● **Problem**
In the data below, find the line containing "For every instance of the metal hook, set", then set down that line and every later line up to and including the line containing "[[160, 263]]", exactly.

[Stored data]

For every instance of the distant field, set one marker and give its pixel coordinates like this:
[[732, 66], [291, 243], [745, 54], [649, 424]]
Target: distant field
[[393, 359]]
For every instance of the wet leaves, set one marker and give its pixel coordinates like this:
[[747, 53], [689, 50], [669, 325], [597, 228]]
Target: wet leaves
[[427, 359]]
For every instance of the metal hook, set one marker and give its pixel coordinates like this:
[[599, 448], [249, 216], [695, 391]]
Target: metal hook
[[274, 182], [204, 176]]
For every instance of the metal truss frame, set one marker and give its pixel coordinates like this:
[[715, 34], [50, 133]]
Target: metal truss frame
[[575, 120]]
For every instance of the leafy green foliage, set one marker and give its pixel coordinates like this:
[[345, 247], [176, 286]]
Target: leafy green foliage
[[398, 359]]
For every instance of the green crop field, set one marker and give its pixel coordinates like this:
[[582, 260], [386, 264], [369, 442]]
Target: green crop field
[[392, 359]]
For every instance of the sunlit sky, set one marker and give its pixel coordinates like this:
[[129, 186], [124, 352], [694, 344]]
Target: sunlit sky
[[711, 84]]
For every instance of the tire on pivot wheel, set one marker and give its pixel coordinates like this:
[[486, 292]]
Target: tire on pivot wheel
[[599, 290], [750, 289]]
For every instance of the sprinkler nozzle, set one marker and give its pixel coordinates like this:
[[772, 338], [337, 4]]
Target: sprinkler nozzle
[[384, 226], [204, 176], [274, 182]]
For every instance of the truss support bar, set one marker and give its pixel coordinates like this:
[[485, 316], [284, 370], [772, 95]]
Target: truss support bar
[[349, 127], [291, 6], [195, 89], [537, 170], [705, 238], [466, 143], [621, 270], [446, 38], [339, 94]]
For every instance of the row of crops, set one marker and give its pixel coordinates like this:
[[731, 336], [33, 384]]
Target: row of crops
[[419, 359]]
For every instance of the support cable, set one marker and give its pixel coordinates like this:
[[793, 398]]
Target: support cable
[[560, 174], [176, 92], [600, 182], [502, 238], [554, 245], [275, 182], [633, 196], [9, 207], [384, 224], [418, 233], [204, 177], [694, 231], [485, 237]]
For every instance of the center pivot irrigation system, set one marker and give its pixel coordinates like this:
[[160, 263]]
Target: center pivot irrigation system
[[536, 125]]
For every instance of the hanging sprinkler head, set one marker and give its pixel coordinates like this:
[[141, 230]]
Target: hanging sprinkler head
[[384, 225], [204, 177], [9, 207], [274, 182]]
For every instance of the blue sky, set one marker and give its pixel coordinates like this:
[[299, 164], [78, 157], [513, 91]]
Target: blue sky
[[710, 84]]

● **Result for this exercise**
For every instance of the metal hook, set one marker and give its pixel coordinates like this:
[[599, 448], [249, 216], [695, 391]]
Target: metal hook
[[274, 182], [204, 176]]
For every instance of the metal truss frame, set one marker and give its pixel coordinates like this:
[[715, 34], [50, 133]]
Target: metal truss frame
[[575, 120]]
For every instance of the leafy green foliage, set one marker and give its pixel coordinates like this:
[[345, 247], [176, 286]]
Target: leafy green foliage
[[398, 359]]
For every instance of the green crop field, set one marker and give its pixel coordinates like this:
[[582, 260], [386, 264], [369, 442]]
Target: green crop field
[[392, 359]]
For every instance of the sunlit sky, set one marker and give its pixel coordinates like this:
[[129, 186], [124, 352], [694, 344]]
Target: sunlit sky
[[711, 84]]
For every instance of the tire on pivot wheel, set one marker and give its pixel coordinates like this:
[[486, 292]]
Target: tire on pivot wheel
[[599, 290], [750, 289]]
For every instance of the sprinkler nozzle, set one marker and give its pixel coordinates like this:
[[772, 338], [337, 4]]
Target: sprinkler nozzle
[[384, 226], [204, 176], [274, 182]]
For every instance of the truss support bar, set one marker and give its pixel coordinates like this:
[[485, 316], [284, 370], [772, 95]]
Target: truss support bar
[[349, 127], [291, 6], [195, 89], [537, 170], [705, 238], [466, 143], [621, 270], [446, 38], [339, 94]]
For every instance of the row of crops, set one marker and give its pixel coordinates like this:
[[731, 336], [33, 384]]
Target: row of crops
[[419, 359]]
For every instance of the support cable, set one marker and give its pixel coordinates like this:
[[793, 398]]
Target: support cable
[[560, 174], [176, 92], [600, 182], [502, 238], [554, 245], [275, 182], [633, 196], [9, 207], [384, 224], [418, 233], [204, 177], [694, 231], [485, 237]]
For every instance of the center pivot irrigation system, set one marker and give its pixel coordinates like this:
[[160, 263]]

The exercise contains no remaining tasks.